■ **Problems to work on**:
1. In the post about life regrets, why does the writer train themselves not to regret their decisions? Answer in one to three sentences.
2. Please condense the paragraph beginning "You see, ever since I have always been a giver" from the post about life regrets into a short bulleted list that keeps its main facts.

■ **Text for analysis**:
>>>>

Life Regrets
Regrets may be normal to us human since we commit mistakes by nature. We get tempted and sometimes swayed to do things that despite knowing that at the end we will regret it.
Personally, I always train myself not to regret on things and decision I make/made in life because I know that it will be very useless to feel such and let myself be drowned. I want to have a peace of mind to focus on important matters.
But today, I suddenly feel such regret and grief even when I know I shouldn't.
You see, ever since I have always been a giver. My heart easily gets swayed by those people I value especially in times of need. I dream of doing my best to make every people in my life happy. I always wanted them to know that I am someone they can turn to without thinking if there could be anyone I can turn to if I will be the one in need.
For the first time, I regret giving my all that I leave nothing for me.
For those who knew me, you may be aware that pandemic and typhoon Odette hit me big time, financially.
With this and up to now it has always been a struggle to get through day by day.
Way back, when someone would need my help I am always ready to assist. I would even loan on behalf of someone else and help them pay if I have extra.
But now, that I am in need it felt so hard to ask help nor find one.
When I found out I was pregnant, my first reaction was I got scared then when realization hit me, I got anxiety, just by thinking about a lot of what ifs and things that I have to go through. Do not get me wrong I am happy but that gets beat up by more negative emotions especially the need to survive.
Inflation rate just add up to all of these. The rise of prices of goods and services without even any additional income to depend on.
My life has never been easy but I continue to pray.
Praying is something that I am trying to fulfill everyday just to calm my mind, body and soul from all these negative thoughts.
With all these that's going on with my life there's this unexplained feeling in which I get to tell myself, "I will never be the same again".
I am not actually complaining about not getting anything in return but what I am trying to say is, I have always been a good person but why is it so hard to seek help when I am the one who needs it?
To be honest I have been demotivated to write anything. If you ever noticed I never tried hard entering Hive or other platforms because my will to look for a good topic to write about is been clouded.
Health issues
Bills
Never ending debt
Vitamins and medicine
Food
Have you ever felt like you have been too good that it became so easy for people around you to abuse you?
Have you ever regret being kind?
Have you felt the need to escape and wish to just die or disappear?
This is what I've been telling you before, do not give your all. Giving your all is not respect and taking care of yourself at all. In reality, we can only rely on ourselves..so we should practice to prioritize ourselves. Save what has left instead of lending it especially to relatives.

<<<<

■ **Supplied material**:
>>>>

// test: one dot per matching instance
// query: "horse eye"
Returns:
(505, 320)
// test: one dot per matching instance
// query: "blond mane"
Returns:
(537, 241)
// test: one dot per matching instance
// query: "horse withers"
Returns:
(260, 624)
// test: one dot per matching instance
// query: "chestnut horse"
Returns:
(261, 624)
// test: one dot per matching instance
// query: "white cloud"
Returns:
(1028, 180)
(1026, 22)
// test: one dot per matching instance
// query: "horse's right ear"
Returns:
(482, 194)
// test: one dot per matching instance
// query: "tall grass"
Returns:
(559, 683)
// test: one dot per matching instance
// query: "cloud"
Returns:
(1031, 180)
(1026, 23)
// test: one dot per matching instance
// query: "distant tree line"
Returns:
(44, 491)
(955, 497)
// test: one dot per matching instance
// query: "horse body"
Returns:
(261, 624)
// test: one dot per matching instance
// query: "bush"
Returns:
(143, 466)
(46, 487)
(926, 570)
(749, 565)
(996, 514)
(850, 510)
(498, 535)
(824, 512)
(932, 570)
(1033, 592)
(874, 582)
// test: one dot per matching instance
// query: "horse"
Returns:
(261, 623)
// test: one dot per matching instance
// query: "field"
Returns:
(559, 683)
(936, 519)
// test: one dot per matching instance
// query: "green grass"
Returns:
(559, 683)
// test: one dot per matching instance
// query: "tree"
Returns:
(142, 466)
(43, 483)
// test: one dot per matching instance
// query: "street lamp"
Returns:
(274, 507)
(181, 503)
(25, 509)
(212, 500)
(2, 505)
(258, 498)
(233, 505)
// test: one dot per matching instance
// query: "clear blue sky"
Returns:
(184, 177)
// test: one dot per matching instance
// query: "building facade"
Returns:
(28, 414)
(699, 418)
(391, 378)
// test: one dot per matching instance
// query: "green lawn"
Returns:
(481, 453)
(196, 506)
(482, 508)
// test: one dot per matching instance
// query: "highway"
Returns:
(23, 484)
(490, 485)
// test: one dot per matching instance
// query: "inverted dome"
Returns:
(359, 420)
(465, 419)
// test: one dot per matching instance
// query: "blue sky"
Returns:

<<<<

■ **Responses for each task**:
1. The writer knows that feeling regret and being drowned by it would be very useless. They also want peace of mind so they can focus on important matters.

2.
- I have always been a giver.
- My heart is easily swayed by people I value, especially when they are in need.
- I dream of doing my best to make everyone in my life happy.
- I want them to know they can turn to me, without my wondering whether anyone would be there for me if I were the one in need.